• **Supplied material**
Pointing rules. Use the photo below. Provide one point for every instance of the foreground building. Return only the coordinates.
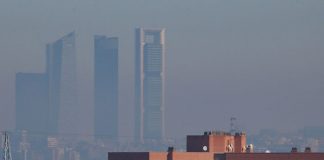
(216, 146)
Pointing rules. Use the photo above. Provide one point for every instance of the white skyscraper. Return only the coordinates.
(149, 84)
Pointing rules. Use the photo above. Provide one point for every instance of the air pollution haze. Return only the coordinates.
(260, 61)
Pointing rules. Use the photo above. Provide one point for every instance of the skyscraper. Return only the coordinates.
(32, 102)
(106, 87)
(149, 83)
(61, 70)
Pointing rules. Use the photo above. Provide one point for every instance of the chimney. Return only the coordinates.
(294, 150)
(308, 150)
(170, 149)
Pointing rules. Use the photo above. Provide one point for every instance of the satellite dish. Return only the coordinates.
(205, 148)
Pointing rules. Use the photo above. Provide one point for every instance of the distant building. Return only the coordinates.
(216, 146)
(149, 84)
(32, 109)
(61, 70)
(106, 87)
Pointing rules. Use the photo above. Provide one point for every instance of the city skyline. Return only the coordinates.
(106, 87)
(149, 84)
(253, 60)
(61, 70)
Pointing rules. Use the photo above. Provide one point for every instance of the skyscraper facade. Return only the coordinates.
(61, 70)
(106, 87)
(149, 83)
(32, 102)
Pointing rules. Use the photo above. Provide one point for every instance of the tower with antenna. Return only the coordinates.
(233, 126)
(6, 152)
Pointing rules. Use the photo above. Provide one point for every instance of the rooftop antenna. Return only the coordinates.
(233, 128)
(6, 147)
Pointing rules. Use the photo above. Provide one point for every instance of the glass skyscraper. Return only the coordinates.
(149, 84)
(61, 70)
(106, 87)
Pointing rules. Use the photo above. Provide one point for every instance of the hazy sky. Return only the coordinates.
(261, 61)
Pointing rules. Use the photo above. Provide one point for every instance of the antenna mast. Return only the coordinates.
(6, 147)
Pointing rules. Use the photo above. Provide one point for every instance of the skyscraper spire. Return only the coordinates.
(6, 147)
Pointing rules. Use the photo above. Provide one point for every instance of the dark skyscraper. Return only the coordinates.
(32, 102)
(149, 83)
(61, 70)
(106, 87)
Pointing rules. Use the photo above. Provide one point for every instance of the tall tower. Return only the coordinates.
(149, 83)
(61, 70)
(106, 87)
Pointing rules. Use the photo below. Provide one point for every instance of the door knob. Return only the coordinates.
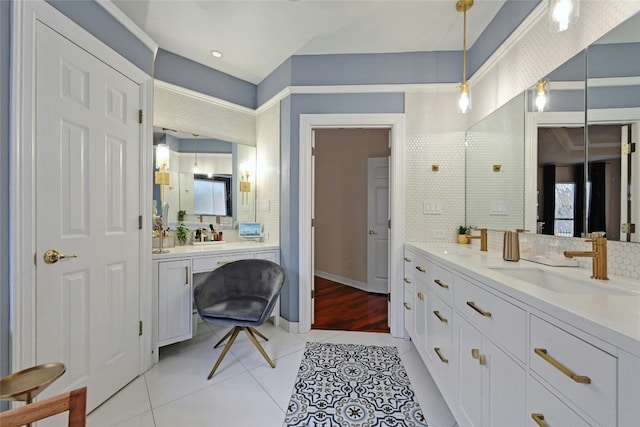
(52, 256)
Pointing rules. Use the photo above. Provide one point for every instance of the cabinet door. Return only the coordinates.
(469, 374)
(174, 301)
(503, 384)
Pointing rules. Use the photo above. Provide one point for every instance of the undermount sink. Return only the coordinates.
(562, 283)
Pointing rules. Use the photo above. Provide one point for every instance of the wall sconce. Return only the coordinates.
(245, 187)
(162, 163)
(464, 103)
(540, 96)
(563, 13)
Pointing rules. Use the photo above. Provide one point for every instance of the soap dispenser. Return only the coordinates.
(511, 246)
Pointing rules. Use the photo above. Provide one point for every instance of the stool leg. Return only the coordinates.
(234, 334)
(255, 342)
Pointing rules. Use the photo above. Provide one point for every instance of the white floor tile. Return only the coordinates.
(239, 401)
(131, 401)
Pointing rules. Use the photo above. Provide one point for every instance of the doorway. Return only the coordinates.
(351, 199)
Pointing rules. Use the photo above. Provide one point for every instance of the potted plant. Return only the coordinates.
(182, 233)
(463, 232)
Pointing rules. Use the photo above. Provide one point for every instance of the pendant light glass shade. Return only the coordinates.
(563, 13)
(540, 96)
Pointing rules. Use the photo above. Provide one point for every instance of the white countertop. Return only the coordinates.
(214, 249)
(612, 318)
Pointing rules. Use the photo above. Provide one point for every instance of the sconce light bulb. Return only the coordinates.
(561, 14)
(464, 102)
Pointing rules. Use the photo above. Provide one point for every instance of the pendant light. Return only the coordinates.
(195, 163)
(465, 101)
(563, 13)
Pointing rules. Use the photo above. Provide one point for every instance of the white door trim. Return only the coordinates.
(22, 160)
(394, 122)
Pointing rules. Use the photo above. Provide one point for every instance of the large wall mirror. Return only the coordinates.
(586, 173)
(208, 178)
(212, 158)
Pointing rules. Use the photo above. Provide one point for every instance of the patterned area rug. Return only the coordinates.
(352, 385)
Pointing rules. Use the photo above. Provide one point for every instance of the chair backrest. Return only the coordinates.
(74, 401)
(250, 277)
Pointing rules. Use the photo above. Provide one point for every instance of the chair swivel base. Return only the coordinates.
(232, 335)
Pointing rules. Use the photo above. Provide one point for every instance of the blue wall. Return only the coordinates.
(5, 55)
(291, 108)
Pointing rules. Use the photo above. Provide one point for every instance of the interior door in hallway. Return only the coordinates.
(87, 202)
(378, 225)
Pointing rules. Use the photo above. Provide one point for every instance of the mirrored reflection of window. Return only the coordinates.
(565, 195)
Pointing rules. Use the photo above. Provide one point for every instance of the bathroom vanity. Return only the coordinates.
(519, 343)
(173, 284)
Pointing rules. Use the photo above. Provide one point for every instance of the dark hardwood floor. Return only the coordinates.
(341, 307)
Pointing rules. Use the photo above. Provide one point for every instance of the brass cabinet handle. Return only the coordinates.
(440, 318)
(437, 350)
(52, 256)
(478, 309)
(482, 358)
(539, 419)
(542, 352)
(442, 285)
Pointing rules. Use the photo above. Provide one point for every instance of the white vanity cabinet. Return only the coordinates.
(173, 278)
(504, 355)
(174, 301)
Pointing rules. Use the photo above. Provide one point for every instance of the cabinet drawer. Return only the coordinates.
(501, 320)
(441, 282)
(213, 262)
(582, 373)
(544, 406)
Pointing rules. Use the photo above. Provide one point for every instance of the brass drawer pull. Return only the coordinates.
(478, 309)
(542, 352)
(437, 350)
(442, 285)
(440, 318)
(539, 419)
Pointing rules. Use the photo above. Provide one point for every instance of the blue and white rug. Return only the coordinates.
(352, 385)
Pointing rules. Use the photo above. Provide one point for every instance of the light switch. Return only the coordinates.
(432, 207)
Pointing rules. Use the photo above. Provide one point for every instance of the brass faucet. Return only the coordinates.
(482, 237)
(599, 255)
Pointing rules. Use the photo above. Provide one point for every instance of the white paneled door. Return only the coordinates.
(378, 225)
(87, 202)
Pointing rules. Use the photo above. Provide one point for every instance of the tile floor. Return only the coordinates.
(245, 391)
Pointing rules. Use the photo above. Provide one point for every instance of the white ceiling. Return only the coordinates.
(257, 36)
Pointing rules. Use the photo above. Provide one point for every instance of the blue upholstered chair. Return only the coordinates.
(240, 294)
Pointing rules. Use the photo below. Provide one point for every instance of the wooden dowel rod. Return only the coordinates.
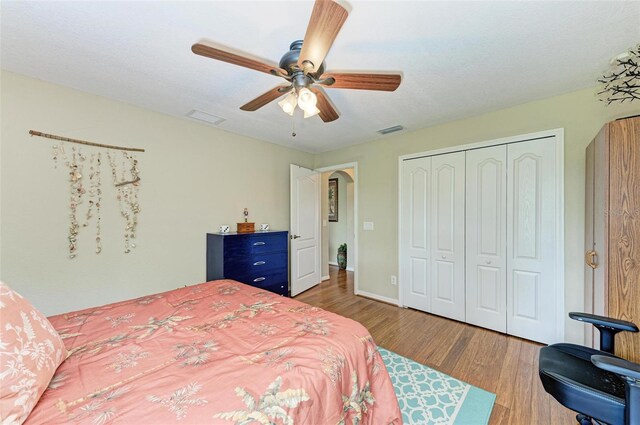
(126, 183)
(82, 142)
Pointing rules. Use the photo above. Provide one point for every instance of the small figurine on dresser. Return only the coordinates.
(246, 227)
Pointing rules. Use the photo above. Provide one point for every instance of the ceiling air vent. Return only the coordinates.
(205, 117)
(391, 129)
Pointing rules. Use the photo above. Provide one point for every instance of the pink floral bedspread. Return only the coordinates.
(216, 353)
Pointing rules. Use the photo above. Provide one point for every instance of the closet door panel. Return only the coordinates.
(532, 239)
(486, 299)
(414, 264)
(447, 235)
(588, 241)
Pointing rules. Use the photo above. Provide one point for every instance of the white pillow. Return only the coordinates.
(30, 352)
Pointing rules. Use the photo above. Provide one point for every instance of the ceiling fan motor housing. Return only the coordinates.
(289, 61)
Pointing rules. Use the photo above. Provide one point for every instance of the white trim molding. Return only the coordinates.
(377, 297)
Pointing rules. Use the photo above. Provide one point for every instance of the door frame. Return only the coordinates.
(558, 133)
(356, 228)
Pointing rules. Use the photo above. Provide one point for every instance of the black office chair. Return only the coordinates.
(600, 386)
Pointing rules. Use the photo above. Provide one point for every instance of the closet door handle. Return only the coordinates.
(591, 258)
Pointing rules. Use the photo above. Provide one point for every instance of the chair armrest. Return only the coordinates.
(617, 366)
(620, 325)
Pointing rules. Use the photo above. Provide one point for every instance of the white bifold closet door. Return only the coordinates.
(486, 237)
(414, 249)
(479, 237)
(532, 236)
(432, 251)
(447, 235)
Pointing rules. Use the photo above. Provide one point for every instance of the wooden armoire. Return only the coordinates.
(612, 251)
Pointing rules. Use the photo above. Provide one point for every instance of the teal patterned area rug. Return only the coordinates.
(427, 396)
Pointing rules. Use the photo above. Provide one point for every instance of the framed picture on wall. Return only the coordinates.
(333, 199)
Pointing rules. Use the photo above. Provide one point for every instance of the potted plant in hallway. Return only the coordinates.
(342, 256)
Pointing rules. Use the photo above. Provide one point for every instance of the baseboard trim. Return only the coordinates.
(333, 263)
(378, 297)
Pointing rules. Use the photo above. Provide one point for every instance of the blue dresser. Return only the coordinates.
(258, 259)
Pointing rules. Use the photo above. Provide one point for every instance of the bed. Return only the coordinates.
(217, 353)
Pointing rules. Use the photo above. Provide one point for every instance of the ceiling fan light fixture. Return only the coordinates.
(306, 99)
(311, 112)
(288, 104)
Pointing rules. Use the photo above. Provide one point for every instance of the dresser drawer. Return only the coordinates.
(260, 280)
(258, 263)
(257, 243)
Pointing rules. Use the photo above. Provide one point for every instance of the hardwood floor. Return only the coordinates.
(504, 365)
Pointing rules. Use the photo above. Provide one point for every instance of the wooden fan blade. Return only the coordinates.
(263, 99)
(326, 20)
(327, 111)
(221, 53)
(360, 81)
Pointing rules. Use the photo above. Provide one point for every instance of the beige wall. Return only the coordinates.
(579, 113)
(194, 178)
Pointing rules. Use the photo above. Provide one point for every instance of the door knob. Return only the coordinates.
(591, 258)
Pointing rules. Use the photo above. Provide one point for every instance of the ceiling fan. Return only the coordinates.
(303, 67)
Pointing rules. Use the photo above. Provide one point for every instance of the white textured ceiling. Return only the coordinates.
(458, 59)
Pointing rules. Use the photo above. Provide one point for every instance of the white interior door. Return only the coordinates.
(447, 235)
(414, 230)
(305, 229)
(532, 239)
(486, 252)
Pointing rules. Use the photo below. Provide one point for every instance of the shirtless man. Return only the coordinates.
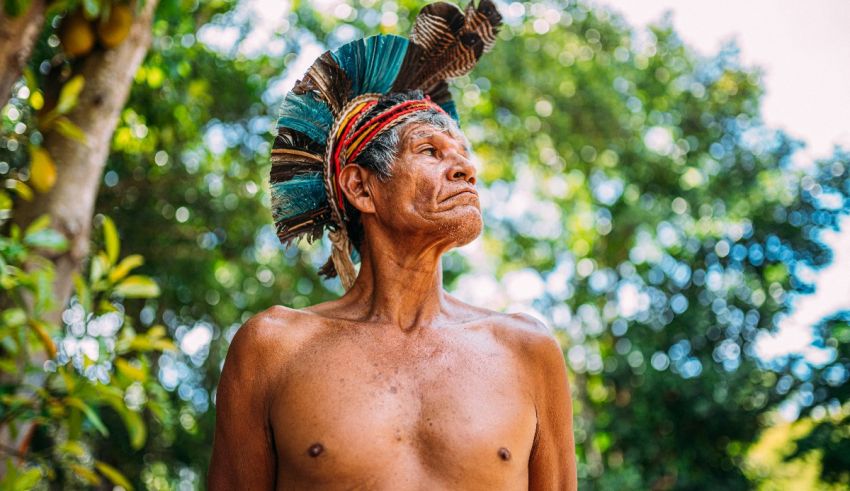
(397, 385)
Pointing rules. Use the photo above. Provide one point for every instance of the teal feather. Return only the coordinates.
(305, 113)
(451, 109)
(372, 64)
(301, 194)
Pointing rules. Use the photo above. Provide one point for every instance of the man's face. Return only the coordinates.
(432, 189)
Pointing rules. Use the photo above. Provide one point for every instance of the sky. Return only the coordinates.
(804, 50)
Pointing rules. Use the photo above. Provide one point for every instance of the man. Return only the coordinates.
(397, 384)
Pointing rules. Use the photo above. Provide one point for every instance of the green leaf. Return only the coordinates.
(14, 8)
(70, 130)
(99, 265)
(86, 474)
(70, 94)
(110, 237)
(48, 239)
(74, 448)
(125, 266)
(113, 474)
(136, 427)
(132, 420)
(5, 201)
(137, 286)
(90, 413)
(91, 8)
(82, 290)
(132, 372)
(14, 317)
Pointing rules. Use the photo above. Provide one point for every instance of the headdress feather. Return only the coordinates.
(445, 42)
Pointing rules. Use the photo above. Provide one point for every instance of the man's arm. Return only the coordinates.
(243, 455)
(552, 465)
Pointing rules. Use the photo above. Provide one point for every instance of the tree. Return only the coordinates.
(633, 198)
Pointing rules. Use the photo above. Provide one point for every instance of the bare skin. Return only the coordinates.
(397, 384)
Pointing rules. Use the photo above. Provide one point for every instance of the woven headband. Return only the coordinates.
(322, 123)
(347, 144)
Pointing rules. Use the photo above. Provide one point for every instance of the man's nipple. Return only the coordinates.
(315, 450)
(504, 454)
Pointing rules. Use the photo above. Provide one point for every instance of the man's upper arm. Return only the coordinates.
(243, 455)
(552, 464)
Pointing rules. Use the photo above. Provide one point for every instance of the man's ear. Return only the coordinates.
(354, 182)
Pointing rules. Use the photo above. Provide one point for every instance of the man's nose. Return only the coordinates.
(461, 168)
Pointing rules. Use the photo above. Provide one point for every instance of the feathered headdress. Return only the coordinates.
(321, 122)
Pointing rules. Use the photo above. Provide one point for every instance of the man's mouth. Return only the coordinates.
(462, 193)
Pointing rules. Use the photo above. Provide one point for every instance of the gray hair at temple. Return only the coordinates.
(381, 153)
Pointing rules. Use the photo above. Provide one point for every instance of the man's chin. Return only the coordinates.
(466, 227)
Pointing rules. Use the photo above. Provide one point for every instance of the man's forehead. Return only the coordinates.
(418, 131)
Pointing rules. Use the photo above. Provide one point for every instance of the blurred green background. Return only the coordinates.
(633, 199)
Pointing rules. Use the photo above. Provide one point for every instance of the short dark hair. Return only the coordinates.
(381, 154)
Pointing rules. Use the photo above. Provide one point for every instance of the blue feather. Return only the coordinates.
(451, 109)
(306, 114)
(373, 63)
(301, 194)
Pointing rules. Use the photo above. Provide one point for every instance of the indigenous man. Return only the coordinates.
(397, 384)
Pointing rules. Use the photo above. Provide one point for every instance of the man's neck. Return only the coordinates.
(400, 283)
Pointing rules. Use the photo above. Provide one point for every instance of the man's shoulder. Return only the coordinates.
(525, 332)
(521, 333)
(271, 334)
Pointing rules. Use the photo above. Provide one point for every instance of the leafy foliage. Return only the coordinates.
(633, 198)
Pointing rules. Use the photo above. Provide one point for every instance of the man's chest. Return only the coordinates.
(451, 410)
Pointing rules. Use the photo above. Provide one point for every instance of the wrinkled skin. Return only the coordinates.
(397, 384)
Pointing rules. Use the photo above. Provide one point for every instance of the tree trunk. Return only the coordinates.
(108, 77)
(70, 203)
(17, 37)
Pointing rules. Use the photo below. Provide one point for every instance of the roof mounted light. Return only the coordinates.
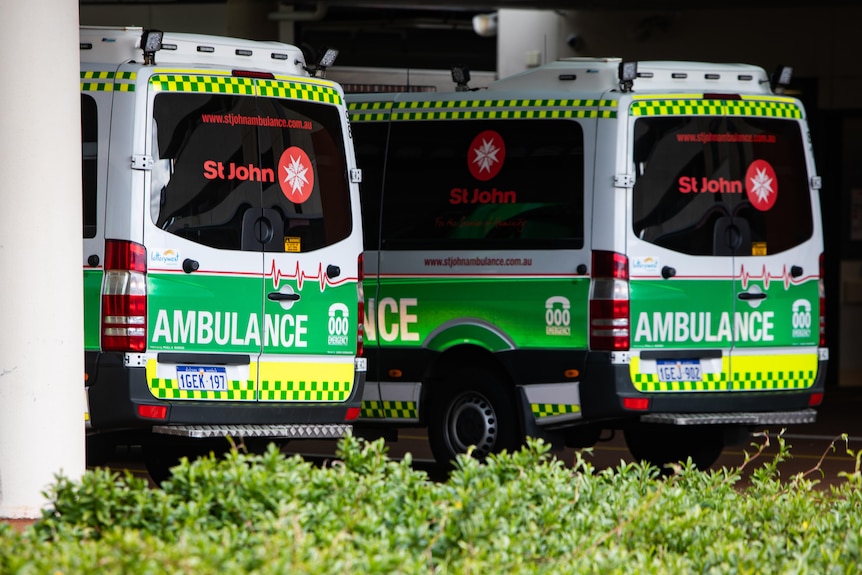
(780, 79)
(461, 77)
(318, 70)
(151, 42)
(627, 73)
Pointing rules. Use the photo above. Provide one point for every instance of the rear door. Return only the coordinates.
(723, 252)
(248, 205)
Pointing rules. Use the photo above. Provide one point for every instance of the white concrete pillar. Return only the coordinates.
(41, 293)
(526, 39)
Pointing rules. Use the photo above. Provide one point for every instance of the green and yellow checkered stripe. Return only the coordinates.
(107, 81)
(189, 82)
(305, 390)
(389, 410)
(692, 106)
(550, 409)
(299, 91)
(519, 109)
(750, 373)
(204, 84)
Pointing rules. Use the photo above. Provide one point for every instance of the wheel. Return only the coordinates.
(474, 409)
(662, 444)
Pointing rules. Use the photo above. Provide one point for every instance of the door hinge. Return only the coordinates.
(142, 162)
(624, 181)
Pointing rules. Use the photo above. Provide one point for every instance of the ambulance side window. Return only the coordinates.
(90, 161)
(484, 184)
(370, 146)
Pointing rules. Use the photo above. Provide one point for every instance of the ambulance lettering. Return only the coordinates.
(216, 171)
(492, 196)
(229, 328)
(688, 184)
(801, 320)
(394, 318)
(760, 185)
(339, 323)
(679, 327)
(558, 317)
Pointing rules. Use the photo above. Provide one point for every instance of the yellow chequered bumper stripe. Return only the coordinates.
(327, 382)
(774, 372)
(481, 110)
(773, 108)
(107, 81)
(549, 409)
(280, 382)
(389, 410)
(750, 373)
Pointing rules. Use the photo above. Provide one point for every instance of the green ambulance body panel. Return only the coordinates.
(497, 314)
(221, 314)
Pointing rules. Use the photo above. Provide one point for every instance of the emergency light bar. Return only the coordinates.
(151, 42)
(461, 77)
(628, 72)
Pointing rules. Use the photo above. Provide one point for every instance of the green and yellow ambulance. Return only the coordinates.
(222, 242)
(592, 245)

• **Activity**
Lines from the one holding "bar. Return only the coordinates." through the end of the material above should be output exactly, and all others skipped.

• **Task answer**
Pointing rules. Use the photo above. Provide one point for every instance of the emergency light bar. Return only the coordinates.
(151, 42)
(461, 77)
(628, 72)
Pointing rules. Use the photo above. Provide one point for every instance of the green and yellow ambulance. Return only the coordinates.
(222, 242)
(592, 245)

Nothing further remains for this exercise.